• [WHAT TO DO]: Reproduce the records below exactly as given.

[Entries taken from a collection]
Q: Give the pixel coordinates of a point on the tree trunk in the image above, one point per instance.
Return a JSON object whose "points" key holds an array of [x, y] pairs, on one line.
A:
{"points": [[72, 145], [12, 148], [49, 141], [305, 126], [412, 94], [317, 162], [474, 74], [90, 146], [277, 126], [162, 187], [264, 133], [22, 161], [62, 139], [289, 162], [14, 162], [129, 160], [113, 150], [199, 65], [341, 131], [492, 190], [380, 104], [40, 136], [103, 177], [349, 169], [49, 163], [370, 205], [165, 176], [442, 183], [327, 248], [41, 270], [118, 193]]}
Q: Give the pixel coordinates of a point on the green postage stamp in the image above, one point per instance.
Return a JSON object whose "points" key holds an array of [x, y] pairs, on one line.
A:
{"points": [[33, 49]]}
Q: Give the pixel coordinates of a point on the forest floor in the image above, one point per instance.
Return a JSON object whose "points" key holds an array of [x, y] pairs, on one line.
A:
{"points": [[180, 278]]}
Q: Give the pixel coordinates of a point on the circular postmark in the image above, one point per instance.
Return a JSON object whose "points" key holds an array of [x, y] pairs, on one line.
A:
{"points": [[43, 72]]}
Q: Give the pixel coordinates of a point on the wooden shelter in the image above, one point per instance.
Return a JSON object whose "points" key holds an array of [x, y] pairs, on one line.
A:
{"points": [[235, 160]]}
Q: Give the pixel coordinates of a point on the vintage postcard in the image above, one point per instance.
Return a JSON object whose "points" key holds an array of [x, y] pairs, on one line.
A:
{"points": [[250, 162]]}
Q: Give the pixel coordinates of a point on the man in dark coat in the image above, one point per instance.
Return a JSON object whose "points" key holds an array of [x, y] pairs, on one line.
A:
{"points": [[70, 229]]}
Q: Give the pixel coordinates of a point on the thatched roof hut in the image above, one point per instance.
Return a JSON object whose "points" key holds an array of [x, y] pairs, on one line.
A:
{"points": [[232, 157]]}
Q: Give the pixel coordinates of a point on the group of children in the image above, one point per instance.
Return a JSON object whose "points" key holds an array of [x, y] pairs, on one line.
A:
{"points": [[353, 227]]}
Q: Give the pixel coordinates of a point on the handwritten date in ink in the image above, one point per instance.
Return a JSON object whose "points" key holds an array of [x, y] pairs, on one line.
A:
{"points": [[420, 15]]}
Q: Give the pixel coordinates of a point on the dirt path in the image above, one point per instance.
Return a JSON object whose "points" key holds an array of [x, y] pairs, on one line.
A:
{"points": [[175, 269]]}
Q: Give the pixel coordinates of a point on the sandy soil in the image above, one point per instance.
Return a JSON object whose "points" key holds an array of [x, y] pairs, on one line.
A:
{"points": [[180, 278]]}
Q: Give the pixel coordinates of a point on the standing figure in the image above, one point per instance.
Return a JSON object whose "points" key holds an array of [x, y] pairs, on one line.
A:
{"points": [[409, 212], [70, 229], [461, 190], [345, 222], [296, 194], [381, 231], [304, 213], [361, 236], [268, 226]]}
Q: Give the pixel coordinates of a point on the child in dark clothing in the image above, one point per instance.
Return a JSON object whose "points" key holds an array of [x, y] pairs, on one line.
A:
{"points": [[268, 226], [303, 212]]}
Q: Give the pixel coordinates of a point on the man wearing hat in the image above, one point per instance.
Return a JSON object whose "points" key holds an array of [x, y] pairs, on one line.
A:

• [OUTPUT]:
Q: Give the pixel coordinates of a point on the tree trunk in the image above, one point per instance.
Return a JSON object whose "points" key holds an array of [x, y] pairs, on one line.
A:
{"points": [[72, 145], [12, 148], [49, 141], [305, 126], [412, 94], [317, 162], [474, 74], [90, 146], [277, 126], [162, 187], [264, 133], [22, 161], [62, 139], [289, 162], [14, 162], [129, 160], [113, 150], [199, 65], [341, 131], [492, 190], [380, 104], [40, 136], [103, 177], [349, 169], [49, 163], [370, 205], [165, 176], [442, 183], [327, 248], [41, 270], [118, 193]]}
Q: Give the pixel coordinates of a point on the green postage stamp in the image above, one point per instance.
Return a JSON object whose "points" key holds an array of [x, y] pairs, on one line.
A:
{"points": [[33, 49]]}
Q: Give the pixel coordinates of a point on the forest floor in the image above, one point per instance.
Return a JSON object whose "points" key holds an array of [x, y] pairs, on one line.
A:
{"points": [[180, 278]]}
Q: Give the pixel coordinates of a point on the circular postmark in the image above, one point per instance.
Return a JSON object whose "points" key holds an array of [x, y] pairs, on one line.
A:
{"points": [[43, 72]]}
Q: Give the pixel coordinates of a point on the wooden shelter in the image above, one point per instance.
Return a JSON object whose "points" key holds an array of [x, y] pairs, on one line.
A:
{"points": [[235, 160]]}
Q: Give the pixel coordinates of a point on the vintage postcard in the image above, one point per instance.
Return a JSON object whose "points" key holds an array of [x, y] pairs, on one line.
A:
{"points": [[250, 162]]}
Q: Give the pixel coordinates of a point on the man in dark coat in the image above, one point per instance.
Return a JSON object whose "points" key holds an array of [x, y] pairs, on one line.
A:
{"points": [[70, 229]]}
Q: Give the pixel coordinates of a point on the thatched roof hut in the image above, one point per instance.
Return a JSON object whose "points" key holds an array of [x, y] pairs, on one line.
A:
{"points": [[232, 157]]}
Q: Give the pixel coordinates of a point on the group of children in the image above, one point per instance.
Return a JSON object whose "points" key holds an array of [x, y] pairs, on one line.
A:
{"points": [[353, 227]]}
Q: Give the pixel coordinates of a point on the handwritten date in ink in the image above, one point per instance.
Return a JSON object whose "points" key holds an array of [x, y] pairs, on one line.
A:
{"points": [[420, 15]]}
Q: Give the pixel coordinates of a point on the dirt path in the image above, one point per instance.
Return a JSON object whose "points" key holds an array of [x, y] pairs, on one line.
A:
{"points": [[175, 269]]}
Q: Give the pixel coordinates of a point on the sandy soil in the image above, one point per instance.
Return a JSON object whose "points" key holds an array of [x, y] pairs, on one line.
A:
{"points": [[180, 278]]}
Q: Give the pixel coordinates of a point on the standing figure in the image above, one point per instance.
Return a JSON object whose "points" key holds an array of [x, y] pairs, on one line.
A:
{"points": [[409, 212], [70, 229], [461, 190], [345, 222], [296, 194], [381, 231], [304, 213], [361, 236], [268, 226]]}
Q: Give the pixel coordinates of a point on the child in dark clothing in the image above, one point per instance.
Return a JSON object whose "points" key holds an array of [x, y] pairs, on one line.
A:
{"points": [[268, 226], [303, 212]]}
Q: Give the pixel coordinates of a point on the man wearing hat in the image above, one point per instance.
Return a JSON object whose "points" key holds an array of [x, y] pairs, on one line.
A:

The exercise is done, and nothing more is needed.